Starting point is 00:17:19 Now, this is interesting to me. So there's something called corollary discharge, which is the motor command to your muscles to produce movement. So it's not the movement itself. It's just a command that goes to various parts of your body to do things. And apparently that is the same for when you speak. So you're not really listening when you speak. Oh, that's entirely true for me in general.
Starting point is 00:17:45 It's just kind of an impulse being sent to the parts of you that need to work to say what you're saying. Oh, man. I get really existentially freaked the fuck out when we talk about this kind of stuff because I know it's like cool and science and stuff, but just thinking like, yeah, your brain sends electricity to your meat so that you fucking expel wind in the way that makes sound happen. And it's like, no, my words come from my soul. Well, and these are all examples of why when you hear your own voice, it sounds different because you're not especially used to hearing it because you're hearing it differently than you would when you speak.
Starting point is 00:18:21 you would when you speak. It's funny we're talking about this right now because I feel like we're locked in a strange science experiment every time we record this show because I am wearing headphones and monitoring both of our audio. So I am actually getting both and you are not. And so I hear the sort of deep, sinewy, luscious tones that my ruined cords produce. But you don't get that. No. And the final voice is the inner voice.
Starting point is 00:18:49 So this is the voice when you read or rehearse. It's God and the Holy Spirit inside you telling you not to steal a car. Or you get a song in your head or in your dreams. It's the voice when you're not actually communicating. Does it actually sound like anything? Your inner voice? I don't think so.
Starting point is 00:19:08 The example she gave was dreams. Like dreams is where you can really kind of experience that. Sure, but like you have thoughts and those thoughts have words and coherent sort of structure. Well, one thing she did say is that people with schizophrenia can't control or distinguish the inner voice. Yeah, that makes sense. So that's part of the reason, you know, there are so many issues there.

Aim of the exercise: From the podcast transcript about voices, extract the words between "Starting point is 00:17:19" and "me in general.", inclusive, without altering them.

Information shown:
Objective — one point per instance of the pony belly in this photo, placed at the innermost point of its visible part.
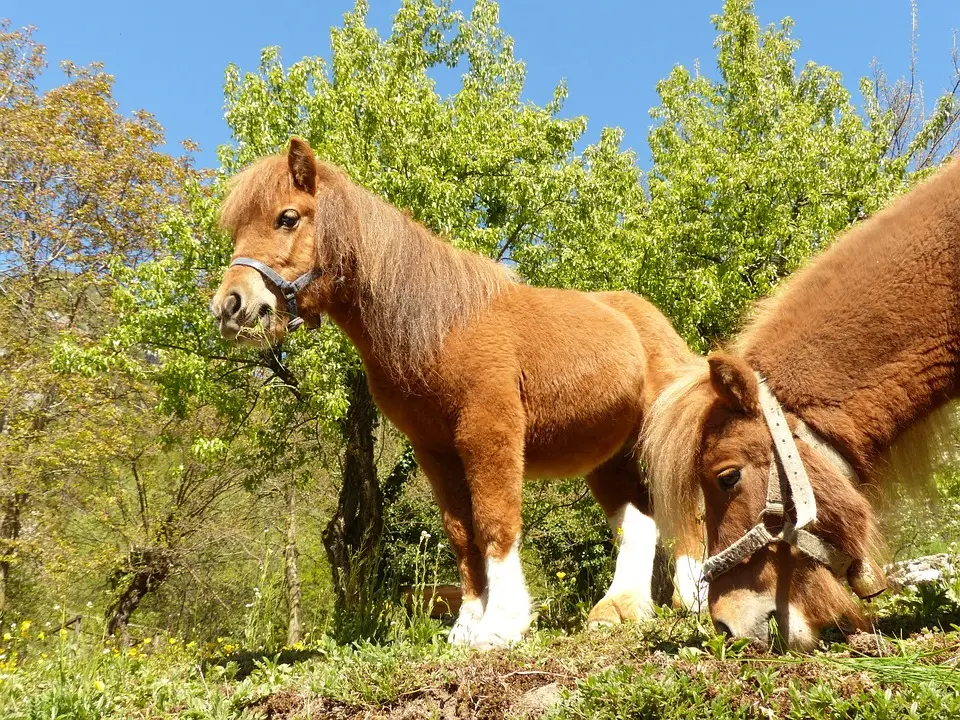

Response:
Starting point is 00:17:19 Now, this is interesting to me. So there's something called corollary discharge, which is the motor command to your muscles to produce movement. So it's not the movement itself. It's just a command that goes to various parts of your body to do things. And apparently that is the same for when you speak. So you're not really listening when you speak. Oh, that's entirely true for me in general.